## The exercise
Extend the blog post on biblical witness requirements and the standard of proof in Texas criminal trials, picking up after its final sentence.

-- BEGIN Extract to read --

Wednesday, November 11, 2009

When bringing Christianity into the jury box, bring all of it

I've ignored until now a Texas case receiving international notoriety in which jurors consulted some of the more punitive verses in the Christian Bible during deliberations in a death penalty case. It's been getting wide play elsewhere because it hits on two culture-war touchstones - the death penalty and church-state separation - that this writer finds boring, dull and repetitive.

However, this morning I ran across an angle on the case that interests me more. Scott Greenfield at Simple Justice has a post on the case, describing how the 5th Circuit agreed the scripture constituted an "external influence" on the jury but concluded that "under the "highly deferential standard" by which federal courts should review state court decisions, [the defendant] had failed to prove that he had been prejudiced by this unconstitutional juror conduct." SCOTUS recently declined to hear the matter, so the Bible-influenced verdict stood and the defendant was executed last week. A commenter at Simple Justice, Wayne Clemons, points out that:
Reading a few verses down, the jury would have found:

"Anyone who kills a person is to be put to death as a murderer only on the testimony of witnesses. But no one is to be put to death on the testimony of only one witness."
It's not just murder, of course, for which the Bible would require mulitple witnesses: "One witness shall not rise up against a man for any iniquity, or for any sin, in any sin that he sinneth: at the mouth of two witnesses, or at the mouth of three witnesses, shall the matter be established." (Deuteronomy 19:15)

It's funny (and not ha-ha funny) how those most aggressively positing a biblical, scriptural basis for capital punishment often appear unconcerned at such biblical due process niceties.

Recently I wrote about a capital murder case in which the only evidence against the defendant was a jailhouse snitch and a scent lineup by Fort Bend County Sheriff's Deputy Keith Pikett's dogs. So I guess that's two witnesses, if you count the dog. But really it's none, since the snitch didn't actually see the crime and was compensated by the state with official leniency for his testimony.

In reality, our judicial system simply does not require proof "beyond a reasonable doubt," even if that's the hackneyed catch phrase with which juries are instructed - not when a jailhouse snitch and an accusation from a dog can get you a capital murder conviction (thankfully in that case the jury gave sentence of life without parole). Until Texas became one of the only states to change its law (in 2001), thousands of drug defendants were convicted based solely on the testimony of an undercover snitch, many of them by drug task forces like the ones memorialized in book and film in Tulia and Hearne. In non-drug cases, that's still legally enough to convict.

The real, workaday standard of proof typically employed in criminal cases is closer to what lawyers would call a "preponderance of the evidence" - based on the evidence heard by the jury, guilt is more likely than not, but by no means certain. That's about all you can say about a case made on testimony by a jailhouse snitch and a dog. There's absolutely no way under those circumstances that all "reasonable doubt" could be extinguished. Ditto for the Tulia cases, where testimony from one lying cop was enough to convict some three dozen people.

Courts routinely allow convictions based on a single eyewitness' identification, even when the witness had never seen the defendant before the encounter. But research shows the error rates in such identifications are unconscionably high, particularly when police don't use best practices and contaminate eyewitness evidence during a lineup.

-- END Extract to read --
-- BEGIN Given entries --

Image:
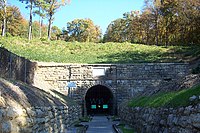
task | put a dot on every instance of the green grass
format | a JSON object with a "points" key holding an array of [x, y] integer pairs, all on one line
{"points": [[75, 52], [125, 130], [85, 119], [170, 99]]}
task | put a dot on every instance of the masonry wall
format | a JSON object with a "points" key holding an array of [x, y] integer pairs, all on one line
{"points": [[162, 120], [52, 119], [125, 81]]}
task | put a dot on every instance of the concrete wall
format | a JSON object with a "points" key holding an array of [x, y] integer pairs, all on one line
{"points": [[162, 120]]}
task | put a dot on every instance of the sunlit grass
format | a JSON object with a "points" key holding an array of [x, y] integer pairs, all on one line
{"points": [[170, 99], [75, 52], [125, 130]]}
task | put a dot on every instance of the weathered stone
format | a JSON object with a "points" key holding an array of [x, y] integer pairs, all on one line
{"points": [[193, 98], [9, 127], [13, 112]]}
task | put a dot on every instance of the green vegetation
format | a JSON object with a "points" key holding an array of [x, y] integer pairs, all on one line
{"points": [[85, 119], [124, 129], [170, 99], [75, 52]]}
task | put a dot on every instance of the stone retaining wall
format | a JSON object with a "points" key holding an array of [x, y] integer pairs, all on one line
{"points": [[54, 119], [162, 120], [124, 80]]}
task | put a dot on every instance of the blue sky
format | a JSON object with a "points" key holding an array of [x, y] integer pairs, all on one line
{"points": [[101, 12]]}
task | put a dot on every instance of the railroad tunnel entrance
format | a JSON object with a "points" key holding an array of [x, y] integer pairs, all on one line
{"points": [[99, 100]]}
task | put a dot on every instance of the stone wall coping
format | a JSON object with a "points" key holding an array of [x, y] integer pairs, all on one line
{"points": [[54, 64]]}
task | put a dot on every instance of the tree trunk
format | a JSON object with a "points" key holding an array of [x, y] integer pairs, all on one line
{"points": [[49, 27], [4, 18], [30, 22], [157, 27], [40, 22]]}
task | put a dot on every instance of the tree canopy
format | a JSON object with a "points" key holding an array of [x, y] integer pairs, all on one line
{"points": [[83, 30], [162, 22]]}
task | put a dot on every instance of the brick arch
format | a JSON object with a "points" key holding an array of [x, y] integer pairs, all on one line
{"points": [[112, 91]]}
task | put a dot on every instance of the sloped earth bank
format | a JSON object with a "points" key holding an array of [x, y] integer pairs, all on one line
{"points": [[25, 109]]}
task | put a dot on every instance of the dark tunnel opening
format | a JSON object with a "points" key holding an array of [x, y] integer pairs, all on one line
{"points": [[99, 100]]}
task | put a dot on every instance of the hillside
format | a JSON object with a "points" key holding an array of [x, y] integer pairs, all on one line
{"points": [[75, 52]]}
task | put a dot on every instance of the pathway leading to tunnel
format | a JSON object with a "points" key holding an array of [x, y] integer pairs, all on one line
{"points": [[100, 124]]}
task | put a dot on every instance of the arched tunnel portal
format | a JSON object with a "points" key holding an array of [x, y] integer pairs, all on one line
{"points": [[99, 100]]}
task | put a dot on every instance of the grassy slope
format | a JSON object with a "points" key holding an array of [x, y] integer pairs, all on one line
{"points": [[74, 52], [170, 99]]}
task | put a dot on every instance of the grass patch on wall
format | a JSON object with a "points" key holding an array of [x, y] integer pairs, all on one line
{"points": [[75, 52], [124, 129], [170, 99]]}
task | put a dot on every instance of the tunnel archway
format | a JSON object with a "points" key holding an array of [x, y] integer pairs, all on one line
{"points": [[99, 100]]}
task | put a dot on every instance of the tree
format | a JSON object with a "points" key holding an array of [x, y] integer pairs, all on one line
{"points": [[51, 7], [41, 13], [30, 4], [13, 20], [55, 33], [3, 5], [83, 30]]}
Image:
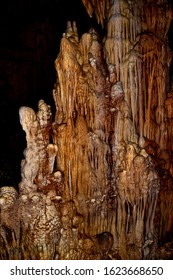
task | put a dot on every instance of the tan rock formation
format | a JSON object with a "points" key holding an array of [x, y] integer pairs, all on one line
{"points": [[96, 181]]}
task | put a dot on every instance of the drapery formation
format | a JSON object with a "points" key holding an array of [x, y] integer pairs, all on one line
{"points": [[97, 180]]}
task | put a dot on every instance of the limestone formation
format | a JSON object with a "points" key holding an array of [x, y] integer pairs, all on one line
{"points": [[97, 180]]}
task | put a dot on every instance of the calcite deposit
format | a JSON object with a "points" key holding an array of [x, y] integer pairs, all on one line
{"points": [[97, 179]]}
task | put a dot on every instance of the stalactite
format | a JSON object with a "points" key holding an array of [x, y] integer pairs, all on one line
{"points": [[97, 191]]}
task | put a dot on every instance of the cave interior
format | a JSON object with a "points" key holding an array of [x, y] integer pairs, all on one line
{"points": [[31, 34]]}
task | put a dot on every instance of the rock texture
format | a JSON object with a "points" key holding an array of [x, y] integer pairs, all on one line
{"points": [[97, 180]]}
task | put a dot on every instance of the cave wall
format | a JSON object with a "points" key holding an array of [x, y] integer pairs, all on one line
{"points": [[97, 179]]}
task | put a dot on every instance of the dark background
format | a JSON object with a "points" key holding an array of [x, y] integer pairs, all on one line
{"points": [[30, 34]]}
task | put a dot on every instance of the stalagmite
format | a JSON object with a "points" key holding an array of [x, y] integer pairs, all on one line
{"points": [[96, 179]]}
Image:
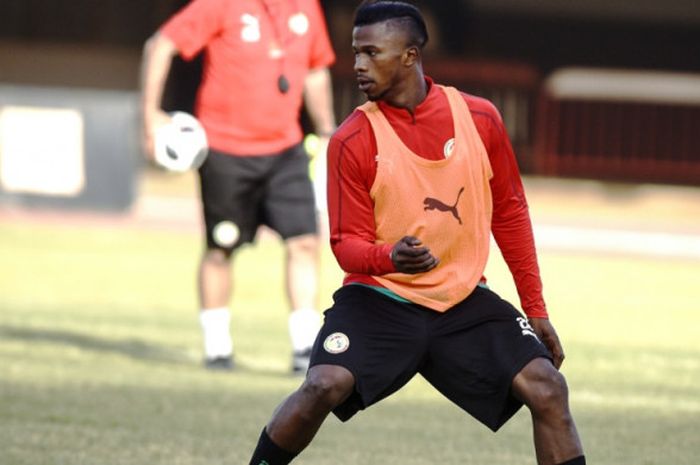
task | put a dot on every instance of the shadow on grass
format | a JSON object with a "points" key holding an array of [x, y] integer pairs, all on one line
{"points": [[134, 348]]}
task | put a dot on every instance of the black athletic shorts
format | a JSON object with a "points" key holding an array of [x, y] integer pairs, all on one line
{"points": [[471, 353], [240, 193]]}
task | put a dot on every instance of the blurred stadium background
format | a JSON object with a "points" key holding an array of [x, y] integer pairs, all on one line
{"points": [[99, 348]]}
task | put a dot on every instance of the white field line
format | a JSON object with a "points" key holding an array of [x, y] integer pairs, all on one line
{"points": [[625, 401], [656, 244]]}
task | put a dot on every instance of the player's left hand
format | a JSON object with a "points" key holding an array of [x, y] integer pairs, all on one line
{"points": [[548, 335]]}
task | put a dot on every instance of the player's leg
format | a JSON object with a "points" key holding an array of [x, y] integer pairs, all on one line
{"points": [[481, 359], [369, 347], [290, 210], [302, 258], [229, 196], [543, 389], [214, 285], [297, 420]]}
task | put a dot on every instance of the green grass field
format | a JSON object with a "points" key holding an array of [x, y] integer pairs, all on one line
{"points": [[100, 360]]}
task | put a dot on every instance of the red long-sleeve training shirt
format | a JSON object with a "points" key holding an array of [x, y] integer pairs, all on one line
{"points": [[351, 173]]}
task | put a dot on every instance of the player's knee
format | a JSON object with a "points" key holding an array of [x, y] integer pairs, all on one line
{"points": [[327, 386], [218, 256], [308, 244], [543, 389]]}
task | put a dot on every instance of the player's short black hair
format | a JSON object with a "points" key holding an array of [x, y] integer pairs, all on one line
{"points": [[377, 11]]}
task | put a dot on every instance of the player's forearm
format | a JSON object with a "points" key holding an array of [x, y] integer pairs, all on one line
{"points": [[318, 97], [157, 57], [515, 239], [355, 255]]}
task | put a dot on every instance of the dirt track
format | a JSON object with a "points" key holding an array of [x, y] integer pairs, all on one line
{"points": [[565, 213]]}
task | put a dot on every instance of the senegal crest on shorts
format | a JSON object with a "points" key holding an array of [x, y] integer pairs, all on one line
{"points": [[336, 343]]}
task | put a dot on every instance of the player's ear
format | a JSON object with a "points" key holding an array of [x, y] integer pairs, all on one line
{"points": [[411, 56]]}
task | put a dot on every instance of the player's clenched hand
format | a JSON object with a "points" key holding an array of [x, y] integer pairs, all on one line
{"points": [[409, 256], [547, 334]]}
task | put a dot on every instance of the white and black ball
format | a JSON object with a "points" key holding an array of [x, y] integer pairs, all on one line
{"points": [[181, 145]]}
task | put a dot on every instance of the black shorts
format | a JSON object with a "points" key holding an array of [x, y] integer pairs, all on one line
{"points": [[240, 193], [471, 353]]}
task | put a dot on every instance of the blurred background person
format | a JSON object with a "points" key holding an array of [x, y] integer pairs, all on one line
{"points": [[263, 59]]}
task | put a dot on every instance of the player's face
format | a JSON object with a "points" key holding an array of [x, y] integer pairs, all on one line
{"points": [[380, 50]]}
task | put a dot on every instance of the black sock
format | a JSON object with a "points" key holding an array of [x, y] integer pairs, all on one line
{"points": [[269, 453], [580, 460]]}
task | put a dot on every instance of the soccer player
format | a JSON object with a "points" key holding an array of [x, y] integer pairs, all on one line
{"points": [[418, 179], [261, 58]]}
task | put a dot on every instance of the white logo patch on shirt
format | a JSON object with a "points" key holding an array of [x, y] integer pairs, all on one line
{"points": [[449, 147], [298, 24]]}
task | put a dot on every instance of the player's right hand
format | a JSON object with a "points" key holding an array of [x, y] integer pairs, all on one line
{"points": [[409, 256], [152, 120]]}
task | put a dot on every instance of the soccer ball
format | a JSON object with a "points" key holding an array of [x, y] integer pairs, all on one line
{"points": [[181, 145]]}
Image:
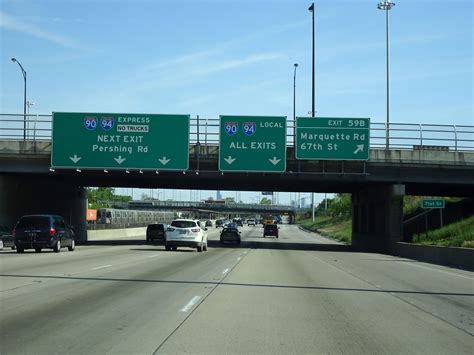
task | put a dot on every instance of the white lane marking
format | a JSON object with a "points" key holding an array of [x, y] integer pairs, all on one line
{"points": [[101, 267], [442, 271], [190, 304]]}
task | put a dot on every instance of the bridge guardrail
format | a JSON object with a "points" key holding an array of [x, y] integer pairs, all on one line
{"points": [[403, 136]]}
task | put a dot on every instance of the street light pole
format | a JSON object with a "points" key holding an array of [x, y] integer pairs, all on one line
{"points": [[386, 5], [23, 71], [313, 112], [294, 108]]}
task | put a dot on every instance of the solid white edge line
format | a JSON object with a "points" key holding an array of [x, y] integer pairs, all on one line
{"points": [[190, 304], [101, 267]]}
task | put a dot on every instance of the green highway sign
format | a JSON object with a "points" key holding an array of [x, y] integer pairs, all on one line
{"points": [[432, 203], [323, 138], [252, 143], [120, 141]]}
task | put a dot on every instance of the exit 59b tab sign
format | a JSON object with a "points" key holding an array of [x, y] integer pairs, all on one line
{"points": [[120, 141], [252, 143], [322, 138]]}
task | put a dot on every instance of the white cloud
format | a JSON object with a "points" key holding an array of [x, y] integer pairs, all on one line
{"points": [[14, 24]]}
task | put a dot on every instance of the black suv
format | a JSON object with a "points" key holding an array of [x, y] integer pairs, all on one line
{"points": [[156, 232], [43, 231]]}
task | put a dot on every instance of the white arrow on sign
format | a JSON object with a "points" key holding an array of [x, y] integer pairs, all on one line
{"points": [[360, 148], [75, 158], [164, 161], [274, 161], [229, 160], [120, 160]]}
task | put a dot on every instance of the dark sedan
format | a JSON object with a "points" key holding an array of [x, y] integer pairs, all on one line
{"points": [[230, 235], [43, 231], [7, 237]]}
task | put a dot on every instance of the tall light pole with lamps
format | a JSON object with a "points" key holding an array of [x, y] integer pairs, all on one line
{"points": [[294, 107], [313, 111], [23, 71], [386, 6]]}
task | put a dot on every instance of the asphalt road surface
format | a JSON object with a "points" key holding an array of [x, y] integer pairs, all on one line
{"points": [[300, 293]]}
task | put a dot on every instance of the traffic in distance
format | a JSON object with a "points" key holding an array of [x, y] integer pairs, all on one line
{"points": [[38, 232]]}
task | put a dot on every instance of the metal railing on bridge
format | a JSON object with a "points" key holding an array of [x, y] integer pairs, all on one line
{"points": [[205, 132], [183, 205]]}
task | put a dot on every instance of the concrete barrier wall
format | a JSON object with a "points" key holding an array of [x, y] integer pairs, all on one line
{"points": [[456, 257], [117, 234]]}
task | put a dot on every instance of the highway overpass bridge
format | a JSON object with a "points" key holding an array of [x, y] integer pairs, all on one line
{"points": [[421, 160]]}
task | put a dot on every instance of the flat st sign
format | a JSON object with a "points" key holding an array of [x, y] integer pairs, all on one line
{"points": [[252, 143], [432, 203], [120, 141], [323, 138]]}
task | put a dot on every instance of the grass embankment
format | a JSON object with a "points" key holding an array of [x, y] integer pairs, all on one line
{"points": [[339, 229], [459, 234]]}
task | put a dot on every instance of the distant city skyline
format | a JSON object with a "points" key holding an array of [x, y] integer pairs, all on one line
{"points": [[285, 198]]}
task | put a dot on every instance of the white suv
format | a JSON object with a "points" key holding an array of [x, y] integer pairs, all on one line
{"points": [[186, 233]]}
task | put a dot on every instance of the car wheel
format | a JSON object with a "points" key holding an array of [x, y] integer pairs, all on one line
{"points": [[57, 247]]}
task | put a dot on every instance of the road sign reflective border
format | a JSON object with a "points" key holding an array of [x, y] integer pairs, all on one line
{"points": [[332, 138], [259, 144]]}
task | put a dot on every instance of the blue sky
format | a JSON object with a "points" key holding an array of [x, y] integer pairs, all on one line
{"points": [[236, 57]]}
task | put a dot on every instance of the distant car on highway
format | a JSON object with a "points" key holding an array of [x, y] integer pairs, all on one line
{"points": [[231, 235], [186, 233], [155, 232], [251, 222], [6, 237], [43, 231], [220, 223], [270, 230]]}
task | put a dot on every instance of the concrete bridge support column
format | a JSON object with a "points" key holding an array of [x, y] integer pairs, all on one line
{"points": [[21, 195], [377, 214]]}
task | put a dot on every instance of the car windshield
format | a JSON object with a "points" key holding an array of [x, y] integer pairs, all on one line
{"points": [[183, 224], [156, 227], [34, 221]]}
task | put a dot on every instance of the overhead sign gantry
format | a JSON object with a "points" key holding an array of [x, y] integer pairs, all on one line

-- END Given entries --

## Answer to the task
As I said in the comments at Simple Justice, "It wouldn't matter if you kept the Bible out of the jury room. Folks who believe strongly that way can quote chapter and verse." But I also lamented "that VERY few Christians emphasize the 'two or three witnesses' requirement as strongly as the 'eye for an eye' stuff," even though "for Christians, the New Testament retains the former and rejects the latter." (See this discussion.)

I don't kid myself that jurors won't bring their religious beliefs with them into the courtroom - including those who believe in biblical infallibility, whose number in Texas are not insignificant. But I wish when that happens, Christian jurors would focus as much attention on the Bible's insistence the right person be punished as they do on Old Testament penalties.

RELATED: Three guys who couldn't be on a Harris County jury: Moses, Jesus and the Apostle Paul


Charlie O said...

You know, this story, and the one I read this morning in Texas Monthly about the O'Connor's and Exxon and how the highly corrupt (in my opinioin) Texas Supreme court overturned a jury verdict in favor of Exxon (surprise, surprise) just strengthens my opinion that Texas is not much more than a third world craphole. So very happy I left. (and all you resolute myopic Texans can now chime in, 'we're glad you left').

Hugh McBryde said...


It is a rarely commented on fact of the Torah (the portion of the Old Testament containing Deuteronomy) that there were no prison sentences in ancient Israel either.

There is in fact no place in the Bible where you can find God advocating for prisons and the universal tone of scripture with regard to prisons is that of horror, shock and revulsion.

Prisons are so horrible in the Biblical mind set that they were used as an apt illustration....

...of HELL.

Chris Halkides said...


Thank you for another thoughtful post.


Anonymous said...

Why would they look at religion in its entirety? They wanted to put someone to death, so they read the parts that supported that to alleviate their conscience. If God is with us, who can be ag'n us?

When their kid is on trial they'll look at the New Testament.


Anonymous said...

Seeing as this country is based on the Christian belief system, it is not too difficult to understand how a po-dunk town, in po-dunk county Texas could actually find 12 people to sit on a jury to read the bible, and sentence this person to death. What is hypocritical is that the Bible says nothing about Lethal Injections. It mentions stonings and the like. I guess the bible will only take you so far if you don't want to get your hands dirty..

Sam said...


Do not forget that we ask our jurors to bring their life experiences with them into their service as a juror. Some folks will include their religious beliefs in that admonition. They should however keep their religious convictions (no pun intended)to themselves and try not to influence a jury's deliberations with them.

Anonymous said...

Can we be surprised that in Texas of all places we'll find juries more interested in picking and choosing biblical quotations that will support death. I think not.

A quick trip into history will show that it's usually those who claim a devotion to God and a determination to spread the word are willing to commit atrocities in the name of that God.
The article has a definite slant of it's own, but summarizes a small number of the atrocities committed over not decades, but centuries in the name of Christianity.

Our politicians are elected and pass laws based on their religious beliefs despite a constituency that includes those of “other” religions or none at all and have no issues at all in bending and twisting our Constitution and Bill of Rights in the name of their personal beliefs based on the very same cherry picked biblical quotations they have used to justify the destruction of other cultures.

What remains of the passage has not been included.